═══ ROWS ═══

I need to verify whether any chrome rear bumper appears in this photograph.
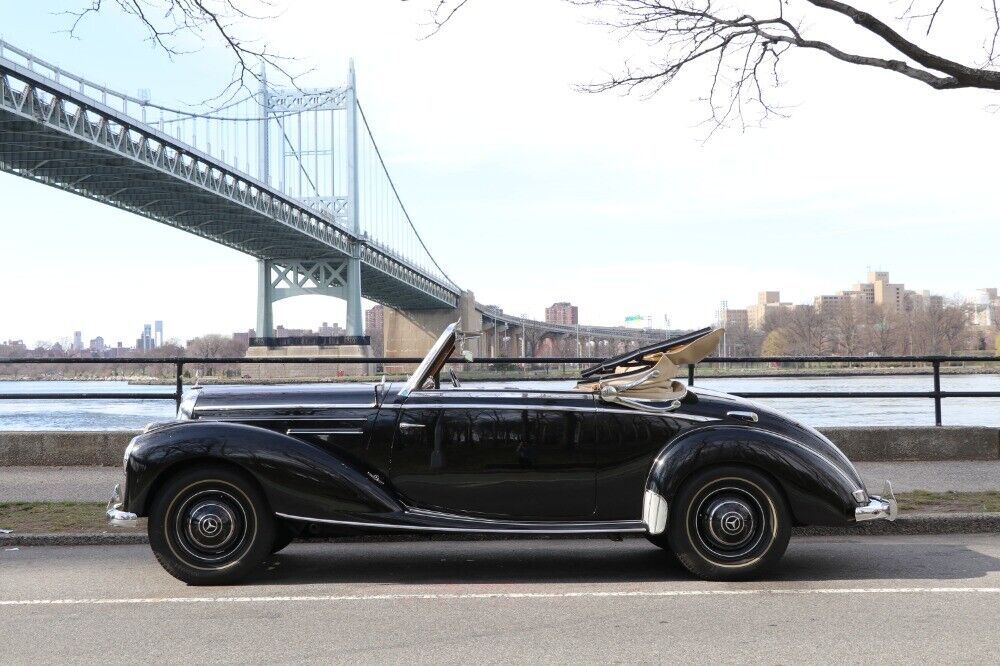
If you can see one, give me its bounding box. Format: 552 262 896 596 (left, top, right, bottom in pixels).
104 484 139 527
854 481 899 523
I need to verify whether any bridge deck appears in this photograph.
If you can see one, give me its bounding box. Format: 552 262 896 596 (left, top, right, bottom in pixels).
0 59 457 309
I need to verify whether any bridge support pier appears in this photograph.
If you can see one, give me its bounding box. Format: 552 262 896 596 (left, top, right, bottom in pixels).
257 258 364 338
383 291 488 356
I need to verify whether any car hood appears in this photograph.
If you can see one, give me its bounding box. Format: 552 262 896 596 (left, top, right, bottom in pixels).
185 383 379 415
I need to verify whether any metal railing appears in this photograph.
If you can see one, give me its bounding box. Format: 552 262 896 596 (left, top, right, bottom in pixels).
0 356 1000 426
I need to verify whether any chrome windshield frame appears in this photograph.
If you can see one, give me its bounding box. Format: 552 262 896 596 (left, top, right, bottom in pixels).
399 321 458 398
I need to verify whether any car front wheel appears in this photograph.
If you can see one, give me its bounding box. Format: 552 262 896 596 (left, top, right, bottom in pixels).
148 465 275 585
667 466 791 580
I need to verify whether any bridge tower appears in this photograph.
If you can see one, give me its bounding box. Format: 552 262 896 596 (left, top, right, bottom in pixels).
257 60 364 337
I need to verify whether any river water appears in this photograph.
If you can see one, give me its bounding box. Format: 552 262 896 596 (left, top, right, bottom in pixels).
0 375 1000 430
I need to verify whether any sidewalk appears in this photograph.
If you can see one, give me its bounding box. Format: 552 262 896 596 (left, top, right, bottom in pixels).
0 460 1000 502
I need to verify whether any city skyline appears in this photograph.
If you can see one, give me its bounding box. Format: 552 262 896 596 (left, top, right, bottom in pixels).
0 3 1000 341
0 266 1000 351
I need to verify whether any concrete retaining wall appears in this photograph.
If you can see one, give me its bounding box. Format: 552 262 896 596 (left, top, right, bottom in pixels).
0 431 139 466
0 426 1000 466
820 426 1000 461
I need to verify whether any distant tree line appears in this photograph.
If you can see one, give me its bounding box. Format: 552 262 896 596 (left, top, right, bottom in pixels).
726 301 988 356
0 333 247 379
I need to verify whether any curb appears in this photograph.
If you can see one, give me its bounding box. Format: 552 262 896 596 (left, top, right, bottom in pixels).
792 513 1000 536
0 513 1000 548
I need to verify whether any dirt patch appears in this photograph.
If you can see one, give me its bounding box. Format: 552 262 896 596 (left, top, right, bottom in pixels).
896 490 1000 514
0 502 146 534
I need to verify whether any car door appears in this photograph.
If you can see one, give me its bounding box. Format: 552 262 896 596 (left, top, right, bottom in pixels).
390 390 595 520
595 408 684 520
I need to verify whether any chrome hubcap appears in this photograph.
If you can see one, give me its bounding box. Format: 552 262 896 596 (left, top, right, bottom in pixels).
694 486 767 560
173 489 252 565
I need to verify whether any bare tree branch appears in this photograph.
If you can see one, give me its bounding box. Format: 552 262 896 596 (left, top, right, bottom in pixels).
418 0 1000 131
60 0 299 102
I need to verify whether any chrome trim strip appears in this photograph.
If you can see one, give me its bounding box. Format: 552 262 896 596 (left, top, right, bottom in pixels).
194 402 377 414
274 512 646 534
198 414 368 423
382 402 720 422
285 428 365 435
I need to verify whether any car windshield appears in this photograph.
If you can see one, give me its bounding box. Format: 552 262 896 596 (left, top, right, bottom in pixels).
399 321 458 398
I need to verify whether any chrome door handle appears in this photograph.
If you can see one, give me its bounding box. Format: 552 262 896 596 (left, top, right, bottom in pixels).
726 410 759 423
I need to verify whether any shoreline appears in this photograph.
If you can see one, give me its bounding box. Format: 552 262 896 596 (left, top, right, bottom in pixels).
0 363 1000 387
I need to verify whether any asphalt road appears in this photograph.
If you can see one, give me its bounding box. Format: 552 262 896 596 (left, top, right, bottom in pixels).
7 460 1000 502
0 535 1000 664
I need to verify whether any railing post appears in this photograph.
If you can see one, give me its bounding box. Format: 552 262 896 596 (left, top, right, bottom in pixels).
931 361 941 426
174 361 184 409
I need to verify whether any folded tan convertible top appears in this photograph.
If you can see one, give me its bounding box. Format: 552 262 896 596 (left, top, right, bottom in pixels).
576 328 723 401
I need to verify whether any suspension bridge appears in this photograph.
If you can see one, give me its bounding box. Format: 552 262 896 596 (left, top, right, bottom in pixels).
0 41 665 355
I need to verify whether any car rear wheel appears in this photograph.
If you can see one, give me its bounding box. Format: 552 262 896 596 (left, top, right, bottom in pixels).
667 466 791 580
148 465 275 585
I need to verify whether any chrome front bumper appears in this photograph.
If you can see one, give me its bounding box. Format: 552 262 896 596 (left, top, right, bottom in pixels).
854 481 899 523
104 484 139 527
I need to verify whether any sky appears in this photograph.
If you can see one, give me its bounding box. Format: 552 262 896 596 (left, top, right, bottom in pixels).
0 0 1000 345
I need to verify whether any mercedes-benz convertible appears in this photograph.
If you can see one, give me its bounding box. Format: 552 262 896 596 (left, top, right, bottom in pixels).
107 324 896 584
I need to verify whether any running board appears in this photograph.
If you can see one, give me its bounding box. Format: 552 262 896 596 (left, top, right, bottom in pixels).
274 509 646 534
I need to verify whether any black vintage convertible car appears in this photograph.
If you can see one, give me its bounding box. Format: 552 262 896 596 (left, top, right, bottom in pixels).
108 324 896 584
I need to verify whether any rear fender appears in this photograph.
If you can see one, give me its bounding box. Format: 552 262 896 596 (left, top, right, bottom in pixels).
125 421 402 518
646 426 856 525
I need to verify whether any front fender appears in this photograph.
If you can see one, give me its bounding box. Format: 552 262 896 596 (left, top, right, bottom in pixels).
125 421 402 518
646 426 858 525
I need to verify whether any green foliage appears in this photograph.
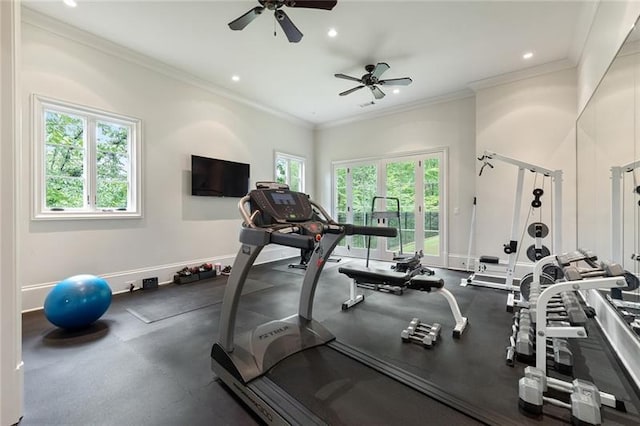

═══

Pull out every line of the material above that contains the string "convertible", treating uppercase and lowercase letters as different.

# EXERCISE ANSWER:
I need to verify whether any folded tan convertible top appears in this photograph.
I need to verify whether any mercedes-benz convertible appears in this photograph.
I need to verify whether any black vintage convertible car appears in this photograph.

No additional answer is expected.